_To do_
Please lay out each line of the rows below as a Markdown table with two columns, Num and Line, giving each line's number under Num and the line itself under Line. Leave out any blank lines.

_Data to process_
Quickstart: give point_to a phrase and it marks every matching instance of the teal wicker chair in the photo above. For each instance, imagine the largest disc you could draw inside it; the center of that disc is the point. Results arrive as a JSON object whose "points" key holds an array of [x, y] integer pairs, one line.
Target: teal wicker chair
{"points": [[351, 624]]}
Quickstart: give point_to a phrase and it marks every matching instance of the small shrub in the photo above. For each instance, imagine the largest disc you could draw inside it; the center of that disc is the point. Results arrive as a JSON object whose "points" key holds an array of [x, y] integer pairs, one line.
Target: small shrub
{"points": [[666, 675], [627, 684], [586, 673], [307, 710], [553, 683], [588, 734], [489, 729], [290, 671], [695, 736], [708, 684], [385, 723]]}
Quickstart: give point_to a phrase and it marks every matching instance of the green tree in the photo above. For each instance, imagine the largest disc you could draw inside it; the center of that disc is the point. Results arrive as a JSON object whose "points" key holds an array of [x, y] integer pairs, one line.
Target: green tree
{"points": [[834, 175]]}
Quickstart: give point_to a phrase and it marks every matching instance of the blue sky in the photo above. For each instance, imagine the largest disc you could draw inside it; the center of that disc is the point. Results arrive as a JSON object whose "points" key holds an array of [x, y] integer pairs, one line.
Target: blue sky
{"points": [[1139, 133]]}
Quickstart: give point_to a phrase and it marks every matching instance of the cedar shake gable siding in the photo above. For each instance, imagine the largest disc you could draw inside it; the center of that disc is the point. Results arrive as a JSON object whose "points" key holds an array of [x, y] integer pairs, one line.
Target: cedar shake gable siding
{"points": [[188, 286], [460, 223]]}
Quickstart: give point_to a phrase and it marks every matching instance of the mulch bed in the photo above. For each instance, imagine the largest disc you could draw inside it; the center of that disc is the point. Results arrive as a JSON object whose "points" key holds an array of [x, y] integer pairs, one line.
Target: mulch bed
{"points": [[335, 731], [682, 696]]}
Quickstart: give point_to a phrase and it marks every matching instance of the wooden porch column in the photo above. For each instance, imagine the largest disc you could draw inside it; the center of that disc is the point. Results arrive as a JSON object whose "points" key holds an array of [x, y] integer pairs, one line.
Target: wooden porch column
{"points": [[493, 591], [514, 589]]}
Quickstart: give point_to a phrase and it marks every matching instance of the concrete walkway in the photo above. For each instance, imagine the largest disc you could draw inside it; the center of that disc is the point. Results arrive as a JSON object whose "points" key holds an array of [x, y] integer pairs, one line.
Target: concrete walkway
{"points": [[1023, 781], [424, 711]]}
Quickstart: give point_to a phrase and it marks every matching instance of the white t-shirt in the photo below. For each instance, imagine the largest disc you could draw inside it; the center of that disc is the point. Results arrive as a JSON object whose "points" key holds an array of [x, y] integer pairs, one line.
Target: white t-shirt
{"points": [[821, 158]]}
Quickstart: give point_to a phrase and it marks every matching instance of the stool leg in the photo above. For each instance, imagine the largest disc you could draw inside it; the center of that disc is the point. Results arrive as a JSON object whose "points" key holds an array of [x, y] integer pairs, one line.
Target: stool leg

_Task answer_
| Num | Line |
|---|---|
| 1 | Quickstart: give point_to a phrase and it marks every matching instance of the teal wicker chair in the photo above. For each instance, imagine the largest disc you could draw inside it; the center of that disc is the point. Results arrive as a JSON object whose "points" key holds an array of [x, y] integer pairs, one line. |
| 2 | Target: teal wicker chair |
| 3 | {"points": [[351, 624]]} |
| 4 | Quickstart: give point_to a phrase and it marks every matching instance of the small shrub in the photo above. For each instance, imagine the largest disc you could draw inside it; the center of that disc is the point. Results arrive as a JSON object whose "points" key holds an array of [x, y] integer pairs, one line. |
| 5 | Target: small shrub |
| 6 | {"points": [[666, 675], [627, 684], [586, 673], [307, 710], [553, 683], [588, 734], [489, 729], [290, 671], [695, 736], [708, 684], [385, 723]]} |
| 7 | Quickstart: give point_to a phrase and it marks every matching instance of the green tree in the photo above. For each instance, imagine the largest disc you could draw inside it; the center of that disc is the point. Results arrive as a JSON object whose "points" key holds an array of [x, y] integer pairs, one line. |
| 8 | Target: green tree |
| 9 | {"points": [[834, 175]]} |
| 10 | Quickstart: give point_to a phrase and it marks every matching instance of the blue sky in the photo above. For each instance, imagine the largest disc you could draw inside it; the center of that disc is the point. Results arrive as a JSON object whose "points" key holds an array of [x, y] integer pairs, one line. |
| 11 | Target: blue sky |
| 12 | {"points": [[1139, 133]]} |
| 13 | Quickstart: give point_to a phrase and it marks every matching instance of the cedar shake gable siding in the photo above. For each instance, imagine the largest disc you could draw inside it; the center of that disc is the point. Results arrive as a JSON object whose "points" key holds an array of [x, y] integer pairs, one line. |
| 14 | Target: cedar shake gable siding |
| 15 | {"points": [[188, 286], [460, 223]]} |
| 16 | Quickstart: give point_to a phrase and it marks every matching instance of the mulch bed in the photo above. For each instance, imagine the largest disc you could draw inside it; the center of that disc is the point. Results arrive as a JSON object whose "points" key holds an array of [x, y] integer pairs, one line. |
| 17 | Target: mulch bed |
| 18 | {"points": [[335, 731], [682, 696]]} |
| 19 | Quickstart: give point_to a phrase and it marks every matching instance of the wooden porch column in the photo above. For each instance, imagine the largest disc you could draw inside it; the center of that disc is the point. Results arrive as a JSON object whose "points" key holds an array of [x, y] integer pairs, one line. |
| 20 | Target: wooden porch column |
| 21 | {"points": [[493, 591], [514, 589]]} |
| 22 | Quickstart: give point_to a phrase and it marks every matching instance of the concrete walkway in the photo above. For each instance, imagine the largest disc you could draw inside it; the center of that disc is the point. Results arrive as a JSON object whose "points" key holds an array of [x, y] integer pairs, one line. |
| 23 | Target: concrete walkway |
| 24 | {"points": [[1023, 781], [424, 711]]} |
| 25 | Quickstart: give point_to a phrase and it marks every matching instance of the white t-shirt in the photo below. For each instance, imagine the largest disc you could draw inside it; the center of that disc is the point. Results arrive as a JSON object whose "points" key holds an array of [x, y] integer pairs, one line. |
| 26 | Target: white t-shirt |
| 27 | {"points": [[821, 158]]} |
| 28 | Quickstart: give point_to a phrase and it marks every matching instance of the stool leg in the photo above. For each instance, imagine the largest disc you could draw inside it; the center of that disc is the point. Results arrive as a JSON object whose "points" key holds an array of [x, y] integer pairs, one line. |
| 29 | Target: stool leg |